__STATED EXERCISE__.
Count the lines in the records below that contain the string "potted", matching case exactly, and give only the number.

(Boundary labeling records)

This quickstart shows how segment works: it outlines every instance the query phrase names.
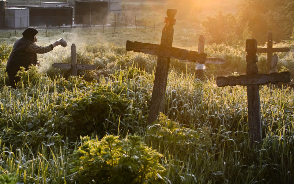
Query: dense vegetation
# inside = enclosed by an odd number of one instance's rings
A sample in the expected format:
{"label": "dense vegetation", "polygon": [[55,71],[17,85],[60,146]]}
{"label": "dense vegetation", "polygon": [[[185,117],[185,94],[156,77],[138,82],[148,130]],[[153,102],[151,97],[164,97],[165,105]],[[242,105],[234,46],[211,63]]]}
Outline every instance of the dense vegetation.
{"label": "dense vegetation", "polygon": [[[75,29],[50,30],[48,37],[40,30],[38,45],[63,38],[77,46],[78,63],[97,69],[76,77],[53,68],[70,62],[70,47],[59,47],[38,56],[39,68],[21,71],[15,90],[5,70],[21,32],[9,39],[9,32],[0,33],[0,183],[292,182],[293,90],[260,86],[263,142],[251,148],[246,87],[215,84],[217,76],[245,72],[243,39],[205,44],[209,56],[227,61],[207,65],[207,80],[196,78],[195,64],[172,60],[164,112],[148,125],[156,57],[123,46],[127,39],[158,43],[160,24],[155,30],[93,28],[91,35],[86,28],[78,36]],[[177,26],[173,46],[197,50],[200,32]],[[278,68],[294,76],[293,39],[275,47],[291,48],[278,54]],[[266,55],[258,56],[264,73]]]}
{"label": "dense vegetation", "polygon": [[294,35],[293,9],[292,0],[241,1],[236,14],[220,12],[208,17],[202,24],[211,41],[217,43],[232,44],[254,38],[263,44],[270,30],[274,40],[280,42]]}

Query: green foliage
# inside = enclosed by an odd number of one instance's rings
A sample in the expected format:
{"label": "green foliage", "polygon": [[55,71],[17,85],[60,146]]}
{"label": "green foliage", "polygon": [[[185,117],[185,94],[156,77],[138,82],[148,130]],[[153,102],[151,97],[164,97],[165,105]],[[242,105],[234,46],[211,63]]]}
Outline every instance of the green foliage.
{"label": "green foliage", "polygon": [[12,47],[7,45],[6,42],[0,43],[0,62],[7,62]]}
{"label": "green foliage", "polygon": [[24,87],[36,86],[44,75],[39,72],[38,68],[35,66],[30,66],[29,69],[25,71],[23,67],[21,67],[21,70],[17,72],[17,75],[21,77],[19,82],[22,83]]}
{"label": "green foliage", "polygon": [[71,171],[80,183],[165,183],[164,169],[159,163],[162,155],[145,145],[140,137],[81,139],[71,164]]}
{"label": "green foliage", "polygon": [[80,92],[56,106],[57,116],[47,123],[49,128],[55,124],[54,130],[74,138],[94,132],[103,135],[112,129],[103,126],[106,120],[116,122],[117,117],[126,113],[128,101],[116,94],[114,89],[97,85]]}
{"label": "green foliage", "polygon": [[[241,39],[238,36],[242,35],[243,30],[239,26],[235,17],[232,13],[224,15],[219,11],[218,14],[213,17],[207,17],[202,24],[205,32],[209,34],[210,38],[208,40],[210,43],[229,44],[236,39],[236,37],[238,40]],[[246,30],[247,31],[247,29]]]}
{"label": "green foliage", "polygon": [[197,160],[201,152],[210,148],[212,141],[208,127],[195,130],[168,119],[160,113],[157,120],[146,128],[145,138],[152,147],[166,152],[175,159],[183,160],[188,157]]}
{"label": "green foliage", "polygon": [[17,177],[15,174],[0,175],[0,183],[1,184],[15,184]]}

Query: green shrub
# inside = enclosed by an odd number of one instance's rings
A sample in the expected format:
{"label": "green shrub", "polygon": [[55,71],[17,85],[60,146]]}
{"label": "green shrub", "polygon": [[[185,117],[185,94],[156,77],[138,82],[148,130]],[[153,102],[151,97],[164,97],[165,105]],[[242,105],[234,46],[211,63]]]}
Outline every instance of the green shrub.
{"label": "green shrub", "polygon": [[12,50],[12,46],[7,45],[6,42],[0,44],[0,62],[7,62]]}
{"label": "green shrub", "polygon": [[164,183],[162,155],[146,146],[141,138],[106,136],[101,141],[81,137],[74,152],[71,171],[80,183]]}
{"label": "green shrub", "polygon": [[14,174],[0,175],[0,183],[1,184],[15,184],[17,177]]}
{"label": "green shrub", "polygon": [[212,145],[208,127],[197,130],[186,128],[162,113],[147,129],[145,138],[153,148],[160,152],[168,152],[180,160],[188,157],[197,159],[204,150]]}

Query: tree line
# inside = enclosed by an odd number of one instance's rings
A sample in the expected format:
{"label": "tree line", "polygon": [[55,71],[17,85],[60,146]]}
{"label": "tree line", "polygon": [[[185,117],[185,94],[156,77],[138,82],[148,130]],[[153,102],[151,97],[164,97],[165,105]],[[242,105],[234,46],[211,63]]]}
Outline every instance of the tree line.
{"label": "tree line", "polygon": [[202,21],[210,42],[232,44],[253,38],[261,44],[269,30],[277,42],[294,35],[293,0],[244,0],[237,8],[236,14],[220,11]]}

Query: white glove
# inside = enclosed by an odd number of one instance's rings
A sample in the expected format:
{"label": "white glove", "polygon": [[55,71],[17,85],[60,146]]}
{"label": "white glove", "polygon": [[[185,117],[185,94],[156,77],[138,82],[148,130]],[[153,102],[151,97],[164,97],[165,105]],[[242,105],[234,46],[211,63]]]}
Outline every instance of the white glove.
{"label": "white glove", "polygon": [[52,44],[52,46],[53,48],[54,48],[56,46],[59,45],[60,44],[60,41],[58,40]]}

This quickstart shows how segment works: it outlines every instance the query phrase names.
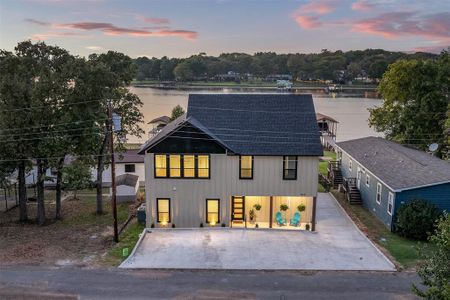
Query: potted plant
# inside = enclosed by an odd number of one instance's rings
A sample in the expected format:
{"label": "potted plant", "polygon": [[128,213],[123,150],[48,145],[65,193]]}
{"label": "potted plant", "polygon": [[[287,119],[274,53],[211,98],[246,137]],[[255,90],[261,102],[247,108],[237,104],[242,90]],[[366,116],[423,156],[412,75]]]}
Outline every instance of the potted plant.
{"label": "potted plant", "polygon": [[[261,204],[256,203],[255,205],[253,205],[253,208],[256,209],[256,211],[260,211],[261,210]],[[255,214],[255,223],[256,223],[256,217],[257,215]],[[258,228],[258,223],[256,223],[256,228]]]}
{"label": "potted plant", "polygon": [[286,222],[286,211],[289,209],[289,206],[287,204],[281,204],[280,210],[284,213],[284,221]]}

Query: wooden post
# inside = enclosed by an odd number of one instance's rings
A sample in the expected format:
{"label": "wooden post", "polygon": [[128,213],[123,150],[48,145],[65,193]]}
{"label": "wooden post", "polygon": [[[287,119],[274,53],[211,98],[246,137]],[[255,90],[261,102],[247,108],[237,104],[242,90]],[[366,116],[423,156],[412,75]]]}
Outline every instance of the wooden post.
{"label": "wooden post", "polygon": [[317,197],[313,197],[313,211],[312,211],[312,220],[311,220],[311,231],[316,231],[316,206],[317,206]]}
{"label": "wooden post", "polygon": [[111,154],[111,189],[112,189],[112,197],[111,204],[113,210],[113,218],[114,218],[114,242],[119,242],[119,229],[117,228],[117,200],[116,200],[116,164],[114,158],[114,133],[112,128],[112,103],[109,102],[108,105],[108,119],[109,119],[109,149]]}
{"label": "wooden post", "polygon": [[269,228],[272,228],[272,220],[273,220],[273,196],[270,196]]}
--
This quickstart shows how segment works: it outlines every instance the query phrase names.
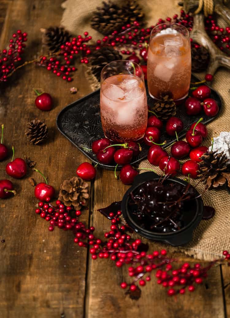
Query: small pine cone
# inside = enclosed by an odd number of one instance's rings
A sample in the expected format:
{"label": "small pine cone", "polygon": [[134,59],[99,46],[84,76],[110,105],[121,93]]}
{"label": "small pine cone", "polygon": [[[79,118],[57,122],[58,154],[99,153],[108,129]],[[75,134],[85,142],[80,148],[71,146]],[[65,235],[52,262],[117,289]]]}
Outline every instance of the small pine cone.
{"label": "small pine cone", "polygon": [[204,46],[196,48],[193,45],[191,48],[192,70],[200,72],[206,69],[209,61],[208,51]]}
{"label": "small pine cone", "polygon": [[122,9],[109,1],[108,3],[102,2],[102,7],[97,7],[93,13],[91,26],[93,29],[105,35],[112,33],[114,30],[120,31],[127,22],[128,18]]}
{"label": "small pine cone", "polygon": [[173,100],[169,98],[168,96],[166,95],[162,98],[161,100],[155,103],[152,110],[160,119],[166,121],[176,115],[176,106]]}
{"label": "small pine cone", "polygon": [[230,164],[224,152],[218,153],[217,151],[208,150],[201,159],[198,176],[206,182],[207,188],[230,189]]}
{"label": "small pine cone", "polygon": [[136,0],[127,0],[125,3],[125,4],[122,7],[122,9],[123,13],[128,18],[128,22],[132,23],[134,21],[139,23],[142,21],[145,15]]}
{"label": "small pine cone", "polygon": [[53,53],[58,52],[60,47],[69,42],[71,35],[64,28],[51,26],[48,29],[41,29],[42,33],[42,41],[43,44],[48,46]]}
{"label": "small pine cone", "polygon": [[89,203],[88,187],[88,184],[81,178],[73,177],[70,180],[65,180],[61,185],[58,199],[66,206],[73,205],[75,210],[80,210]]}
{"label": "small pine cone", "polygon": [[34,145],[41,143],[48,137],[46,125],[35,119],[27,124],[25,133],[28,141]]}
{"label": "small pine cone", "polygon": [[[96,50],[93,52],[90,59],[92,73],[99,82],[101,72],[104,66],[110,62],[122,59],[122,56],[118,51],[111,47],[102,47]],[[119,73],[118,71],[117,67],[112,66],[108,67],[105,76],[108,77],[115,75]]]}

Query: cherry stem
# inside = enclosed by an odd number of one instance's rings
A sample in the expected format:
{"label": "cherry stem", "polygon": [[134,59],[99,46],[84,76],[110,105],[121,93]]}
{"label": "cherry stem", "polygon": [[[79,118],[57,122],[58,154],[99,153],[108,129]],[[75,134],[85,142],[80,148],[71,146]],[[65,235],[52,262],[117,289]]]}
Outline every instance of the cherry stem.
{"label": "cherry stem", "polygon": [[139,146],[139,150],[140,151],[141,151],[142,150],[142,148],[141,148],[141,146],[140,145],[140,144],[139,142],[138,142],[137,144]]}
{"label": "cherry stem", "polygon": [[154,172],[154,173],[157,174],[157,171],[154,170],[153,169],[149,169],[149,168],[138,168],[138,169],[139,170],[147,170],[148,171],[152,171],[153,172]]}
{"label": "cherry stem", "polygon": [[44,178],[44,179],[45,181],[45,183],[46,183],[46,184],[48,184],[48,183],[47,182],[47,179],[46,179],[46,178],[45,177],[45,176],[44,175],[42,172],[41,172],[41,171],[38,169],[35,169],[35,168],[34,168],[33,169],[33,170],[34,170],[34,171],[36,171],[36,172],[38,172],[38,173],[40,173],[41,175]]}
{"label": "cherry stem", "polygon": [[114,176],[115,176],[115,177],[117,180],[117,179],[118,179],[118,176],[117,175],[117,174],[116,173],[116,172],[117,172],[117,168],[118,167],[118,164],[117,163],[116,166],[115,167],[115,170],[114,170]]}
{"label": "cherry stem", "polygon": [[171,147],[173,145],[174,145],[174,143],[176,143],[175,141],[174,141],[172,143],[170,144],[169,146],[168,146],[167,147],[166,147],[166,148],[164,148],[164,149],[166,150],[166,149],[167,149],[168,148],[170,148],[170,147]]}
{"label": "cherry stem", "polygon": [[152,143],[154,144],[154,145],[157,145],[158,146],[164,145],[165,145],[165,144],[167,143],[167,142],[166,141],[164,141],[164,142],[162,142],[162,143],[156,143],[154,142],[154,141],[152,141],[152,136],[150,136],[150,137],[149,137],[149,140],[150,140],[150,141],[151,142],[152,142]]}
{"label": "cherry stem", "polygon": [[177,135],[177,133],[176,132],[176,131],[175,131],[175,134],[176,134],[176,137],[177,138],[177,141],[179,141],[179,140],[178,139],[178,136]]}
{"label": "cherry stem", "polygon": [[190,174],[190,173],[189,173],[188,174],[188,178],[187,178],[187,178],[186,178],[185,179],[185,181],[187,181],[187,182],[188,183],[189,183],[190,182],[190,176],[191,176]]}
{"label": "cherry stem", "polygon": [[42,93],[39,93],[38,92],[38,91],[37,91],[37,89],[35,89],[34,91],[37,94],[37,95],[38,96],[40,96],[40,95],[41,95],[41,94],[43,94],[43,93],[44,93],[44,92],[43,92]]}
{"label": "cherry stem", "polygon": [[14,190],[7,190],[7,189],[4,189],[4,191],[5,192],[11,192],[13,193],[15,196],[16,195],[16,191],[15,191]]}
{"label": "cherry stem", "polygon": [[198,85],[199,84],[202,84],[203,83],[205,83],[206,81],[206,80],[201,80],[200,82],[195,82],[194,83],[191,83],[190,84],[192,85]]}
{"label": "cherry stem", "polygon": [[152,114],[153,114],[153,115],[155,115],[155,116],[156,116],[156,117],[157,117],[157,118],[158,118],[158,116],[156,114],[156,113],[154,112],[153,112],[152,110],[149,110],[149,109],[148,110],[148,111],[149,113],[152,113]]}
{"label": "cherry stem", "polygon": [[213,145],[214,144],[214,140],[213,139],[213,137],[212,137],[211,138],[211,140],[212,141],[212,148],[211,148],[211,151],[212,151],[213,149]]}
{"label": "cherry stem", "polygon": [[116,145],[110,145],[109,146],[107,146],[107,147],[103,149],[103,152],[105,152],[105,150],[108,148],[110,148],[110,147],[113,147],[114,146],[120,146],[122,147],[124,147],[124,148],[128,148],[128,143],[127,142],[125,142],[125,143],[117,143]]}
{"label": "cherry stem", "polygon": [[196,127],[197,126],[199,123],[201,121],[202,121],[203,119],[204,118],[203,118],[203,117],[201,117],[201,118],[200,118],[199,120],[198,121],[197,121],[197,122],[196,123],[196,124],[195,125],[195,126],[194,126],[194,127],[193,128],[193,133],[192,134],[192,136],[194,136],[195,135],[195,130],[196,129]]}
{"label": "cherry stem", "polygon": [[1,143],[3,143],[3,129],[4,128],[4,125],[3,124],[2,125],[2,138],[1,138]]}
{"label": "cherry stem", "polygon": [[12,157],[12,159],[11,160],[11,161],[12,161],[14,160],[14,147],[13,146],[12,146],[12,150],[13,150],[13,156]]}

__COMPLETE ANSWER__.
6